> DATA EXTRACTS:

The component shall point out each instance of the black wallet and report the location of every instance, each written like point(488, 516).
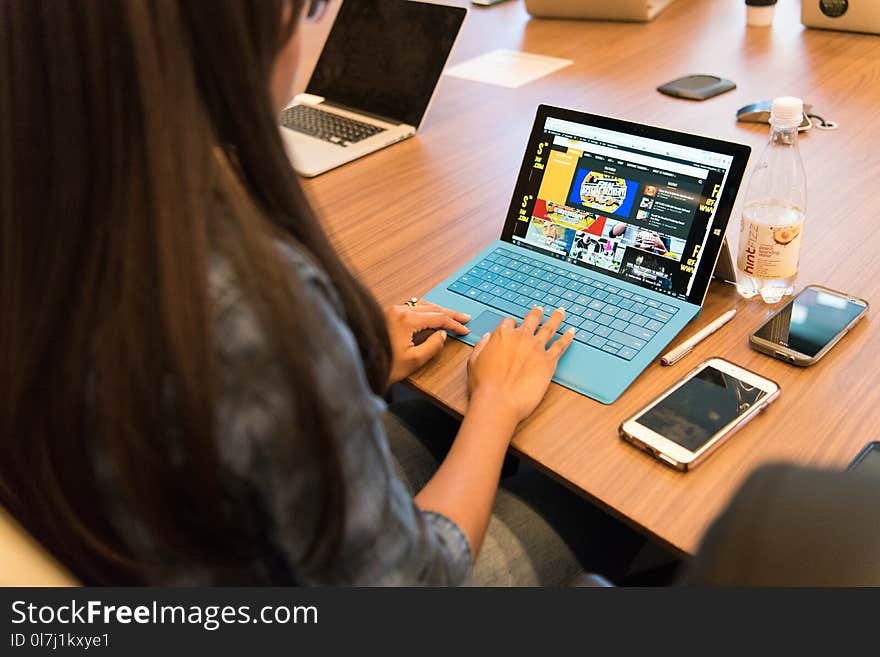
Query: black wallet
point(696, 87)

==

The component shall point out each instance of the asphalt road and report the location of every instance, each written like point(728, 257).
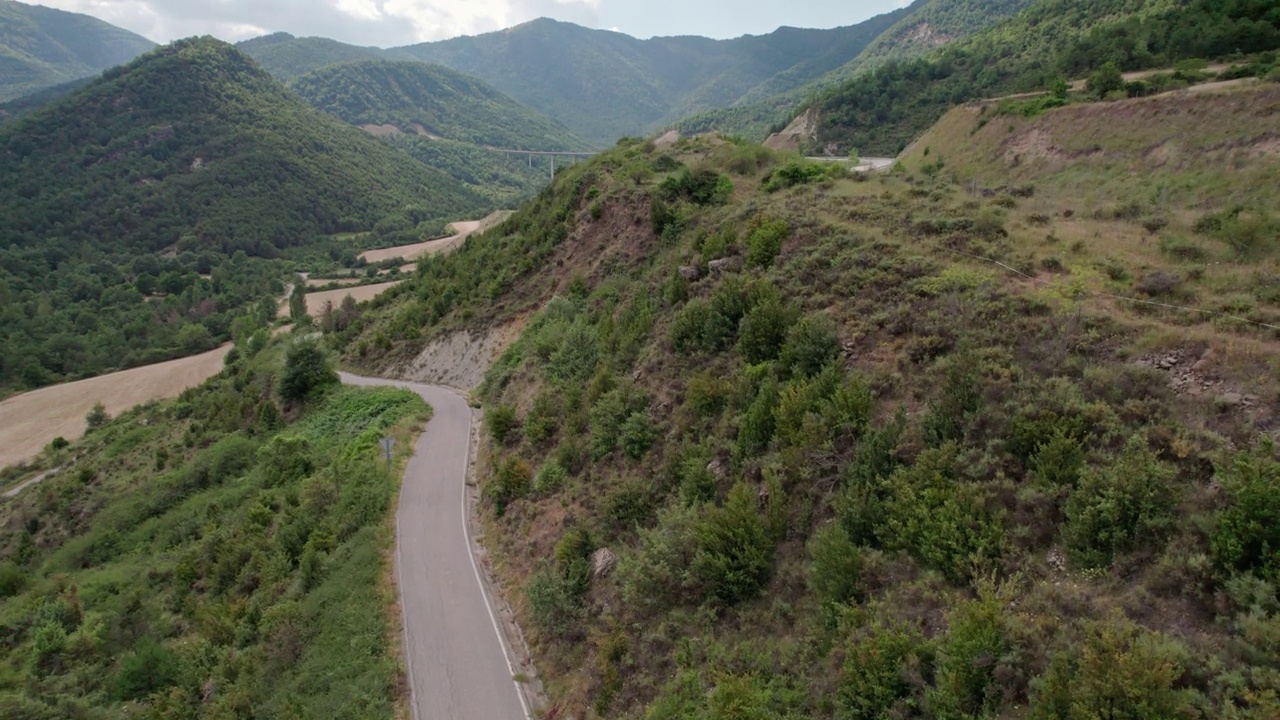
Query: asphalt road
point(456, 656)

--

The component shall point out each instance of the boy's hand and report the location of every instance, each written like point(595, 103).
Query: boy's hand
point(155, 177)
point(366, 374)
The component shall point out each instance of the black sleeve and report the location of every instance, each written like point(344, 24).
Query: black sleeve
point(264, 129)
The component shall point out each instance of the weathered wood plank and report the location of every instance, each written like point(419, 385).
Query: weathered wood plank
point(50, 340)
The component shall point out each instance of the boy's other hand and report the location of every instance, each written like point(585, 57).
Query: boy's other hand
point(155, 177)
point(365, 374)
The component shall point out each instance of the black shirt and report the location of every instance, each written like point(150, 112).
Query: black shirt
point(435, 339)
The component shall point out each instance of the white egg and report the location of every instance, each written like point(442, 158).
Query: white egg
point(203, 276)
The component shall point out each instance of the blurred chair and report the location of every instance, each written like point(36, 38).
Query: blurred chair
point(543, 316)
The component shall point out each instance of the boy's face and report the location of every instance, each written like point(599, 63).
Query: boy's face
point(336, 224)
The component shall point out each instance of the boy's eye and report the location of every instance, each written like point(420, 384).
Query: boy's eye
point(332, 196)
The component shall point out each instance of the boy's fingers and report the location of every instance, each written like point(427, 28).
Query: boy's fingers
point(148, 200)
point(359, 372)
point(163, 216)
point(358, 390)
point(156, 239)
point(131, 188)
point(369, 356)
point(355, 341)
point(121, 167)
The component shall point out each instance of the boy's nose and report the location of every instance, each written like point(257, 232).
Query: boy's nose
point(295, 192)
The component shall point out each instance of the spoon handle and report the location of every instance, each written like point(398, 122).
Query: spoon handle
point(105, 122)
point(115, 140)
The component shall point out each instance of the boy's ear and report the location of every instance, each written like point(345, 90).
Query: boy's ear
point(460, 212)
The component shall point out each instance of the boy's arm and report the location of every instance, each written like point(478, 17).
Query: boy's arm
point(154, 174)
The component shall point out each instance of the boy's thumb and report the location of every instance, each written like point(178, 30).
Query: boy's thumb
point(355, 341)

> YOUR ASSIGNMENT: Copy back the listing above exactly, but only from the line with "Query: white egg" through the line with "The component shall point out each instance of the boy's eye", both ends included.

> RESPONSE BOX:
Query: white egg
point(203, 276)
The component shall point out each instance of the blurred chair and report the location of every instance, each written like point(36, 38).
Query: blurred chair
point(543, 316)
The component shall point out each instance of the boy's face and report the location of every instance, each written like point(599, 63).
Query: boy's face
point(336, 224)
The component shall point out each instance of the boy's eye and report the location of every instance, each written like point(420, 384).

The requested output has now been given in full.